--- Start ---
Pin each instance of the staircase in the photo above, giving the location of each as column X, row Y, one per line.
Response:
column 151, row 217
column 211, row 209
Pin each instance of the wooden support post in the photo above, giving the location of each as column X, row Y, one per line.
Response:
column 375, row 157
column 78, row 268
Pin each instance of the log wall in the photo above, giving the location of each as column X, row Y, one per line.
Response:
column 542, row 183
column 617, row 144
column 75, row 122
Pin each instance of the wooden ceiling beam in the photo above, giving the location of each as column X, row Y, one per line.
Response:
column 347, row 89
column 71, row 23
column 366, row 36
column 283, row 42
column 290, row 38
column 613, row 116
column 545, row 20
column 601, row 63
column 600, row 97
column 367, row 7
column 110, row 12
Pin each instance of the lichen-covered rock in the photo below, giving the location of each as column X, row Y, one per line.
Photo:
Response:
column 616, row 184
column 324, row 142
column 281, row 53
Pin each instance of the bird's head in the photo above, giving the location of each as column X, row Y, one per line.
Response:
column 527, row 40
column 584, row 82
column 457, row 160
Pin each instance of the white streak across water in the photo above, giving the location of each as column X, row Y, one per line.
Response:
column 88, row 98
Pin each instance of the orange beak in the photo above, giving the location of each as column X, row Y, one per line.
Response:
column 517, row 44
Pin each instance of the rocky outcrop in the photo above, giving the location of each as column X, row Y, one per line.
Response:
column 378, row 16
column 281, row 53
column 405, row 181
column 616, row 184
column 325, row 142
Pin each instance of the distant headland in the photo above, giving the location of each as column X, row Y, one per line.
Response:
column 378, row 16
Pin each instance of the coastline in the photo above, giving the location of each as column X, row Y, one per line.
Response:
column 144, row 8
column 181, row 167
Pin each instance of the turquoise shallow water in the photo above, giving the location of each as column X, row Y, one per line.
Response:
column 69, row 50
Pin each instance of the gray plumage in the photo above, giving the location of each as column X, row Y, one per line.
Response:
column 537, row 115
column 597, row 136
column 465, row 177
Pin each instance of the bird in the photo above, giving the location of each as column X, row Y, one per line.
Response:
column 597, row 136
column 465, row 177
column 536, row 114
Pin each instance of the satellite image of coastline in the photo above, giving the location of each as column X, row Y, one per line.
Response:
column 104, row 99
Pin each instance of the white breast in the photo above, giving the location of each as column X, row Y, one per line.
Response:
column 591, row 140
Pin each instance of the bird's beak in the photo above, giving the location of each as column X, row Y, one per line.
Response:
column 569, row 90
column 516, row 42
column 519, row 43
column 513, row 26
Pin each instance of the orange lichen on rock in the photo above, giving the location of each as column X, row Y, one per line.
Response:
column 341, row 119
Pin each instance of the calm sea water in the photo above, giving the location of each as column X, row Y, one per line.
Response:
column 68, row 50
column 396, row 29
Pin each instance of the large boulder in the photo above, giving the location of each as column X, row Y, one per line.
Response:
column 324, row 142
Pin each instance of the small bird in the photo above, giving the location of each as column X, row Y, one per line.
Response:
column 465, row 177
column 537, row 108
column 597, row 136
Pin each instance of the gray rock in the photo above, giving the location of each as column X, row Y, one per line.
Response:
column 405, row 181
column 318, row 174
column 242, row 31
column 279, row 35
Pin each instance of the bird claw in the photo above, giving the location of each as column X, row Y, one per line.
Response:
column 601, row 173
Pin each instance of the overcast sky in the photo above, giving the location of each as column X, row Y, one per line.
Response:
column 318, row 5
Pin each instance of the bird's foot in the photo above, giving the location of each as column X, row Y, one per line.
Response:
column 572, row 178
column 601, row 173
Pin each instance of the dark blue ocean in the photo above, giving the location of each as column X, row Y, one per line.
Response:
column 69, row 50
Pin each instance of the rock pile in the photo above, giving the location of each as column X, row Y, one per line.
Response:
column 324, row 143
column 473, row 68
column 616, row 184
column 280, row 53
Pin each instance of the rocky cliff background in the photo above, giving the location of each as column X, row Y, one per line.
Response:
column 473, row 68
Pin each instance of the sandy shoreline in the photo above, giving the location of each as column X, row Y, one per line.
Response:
--- End ---
REQUEST
Rewrite the records above, substituting "Answer" for every "Response" and keeping everything else the same.

WRITTEN RESPONSE
Pin each instance of the staircase in the photo above, giving the location of each as column X, row Y, one per line.
Answer:
column 151, row 217
column 211, row 209
Pin each instance of the wooden support post in the photo above, giving the location of each as column X, row Y, one per line.
Answer:
column 375, row 157
column 78, row 268
Pin each instance of the log wall in the photo above, giving the location of each as column X, row Y, one per line.
Answer:
column 542, row 183
column 617, row 144
column 75, row 122
Pin each instance of the wooden ceiling beam in the photo above, giving the location of each as column X, row Y, one per line.
Answer:
column 347, row 89
column 71, row 23
column 366, row 36
column 283, row 42
column 290, row 38
column 613, row 116
column 545, row 20
column 601, row 63
column 600, row 97
column 367, row 7
column 110, row 12
Pin each instance of the lichen-covered rock in the photo below, giving the location of each as column X, row Y, one per line.
Photo:
Answer:
column 616, row 184
column 324, row 142
column 281, row 53
Pin each instance of the bird's head in the photo above, giving the location of each as column X, row Y, one per line.
Answer:
column 527, row 40
column 584, row 82
column 457, row 160
Pin each instance of the white streak across water in the photo above, giving the location of each as column X, row Y, one per line.
Answer:
column 88, row 98
Pin each instance of the orange beak in the photo above, giving the location of each as column X, row Y, one per line.
Answer:
column 517, row 44
Pin each instance of the rocky outcrop in the photo above, giving the location of each as column X, row Y, one per line.
Answer:
column 378, row 16
column 281, row 53
column 405, row 181
column 616, row 184
column 325, row 142
Pin each instance of the distant headland in the photo above, giving the location of each as column X, row Y, one per line.
Answer:
column 378, row 16
Pin each instance of the coastline in the photo above, giving the location of each as column X, row Y, one per line.
Answer:
column 144, row 8
column 181, row 167
Pin each instance of the turquoise shallow water in the photo above, giving the location of each as column X, row Y, one per line.
Answer:
column 69, row 50
Pin each instance of the gray plumage in the photo above, giving the location of each as column X, row Y, one per line.
Answer:
column 537, row 115
column 597, row 136
column 465, row 177
Pin each instance of the bird in the photo above, giving the location of each as column X, row Y, one per line.
Answer:
column 597, row 136
column 465, row 177
column 536, row 114
Pin each instance of the satellite image of coastline in the photo above, giving the location of each as column X, row Y, one per line.
Answer:
column 104, row 99
Pin each instance of the white breast in the photo above, giving the location of each as column X, row Y, one per line.
Answer:
column 591, row 140
Pin each instance of the bird's beak in the photo above, giving the location of each as column X, row Y, one per line.
Answer:
column 569, row 90
column 516, row 42
column 519, row 43
column 513, row 26
Pin each instance of the orange lichen on rock in the photo above, giving the location of each as column X, row Y, one per line.
Answer:
column 341, row 119
Pin each instance of the calm sea water in the photo above, giving the location of each as column X, row Y, one per line.
Answer:
column 68, row 50
column 396, row 29
Pin each instance of the large boulder in the photo above, giving the location of each as column X, row Y, one per line.
Answer:
column 324, row 142
Pin each instance of the small bird in the photo above, giving the location of each as column X, row Y, one per line.
Answer:
column 465, row 177
column 537, row 108
column 597, row 136
Pin each instance of the gray rock in the photo above, giving the location of each as column X, row Y, one per line.
Answer:
column 405, row 181
column 318, row 174
column 242, row 31
column 279, row 35
Pin each instance of the bird claw in the photo above, giving the location of each as column X, row Y, one per line.
Answer:
column 601, row 173
Pin each instance of the overcast sky in the photo above, giving the location of each as column X, row Y, one per line.
Answer:
column 318, row 5
Pin each instance of the bird's foot in the photo above, giving the location of each as column X, row Y, one per line.
Answer:
column 572, row 178
column 601, row 173
Pin each instance of the dark blue ocean in the photo above, giving the location of each as column X, row Y, one per line.
Answer:
column 69, row 50
Pin each instance of the rock pile in the photo above, giving the location of each as column X, row Y, one per line.
Answer:
column 324, row 143
column 473, row 68
column 616, row 184
column 280, row 53
Pin each instance of the rocky cliff background in the photo above, giving the location of each as column X, row Y, one per line.
Answer:
column 473, row 68
Pin each instance of the sandy shoreline in the photo above, giving the location of each as column X, row Y, one per line.
Answer:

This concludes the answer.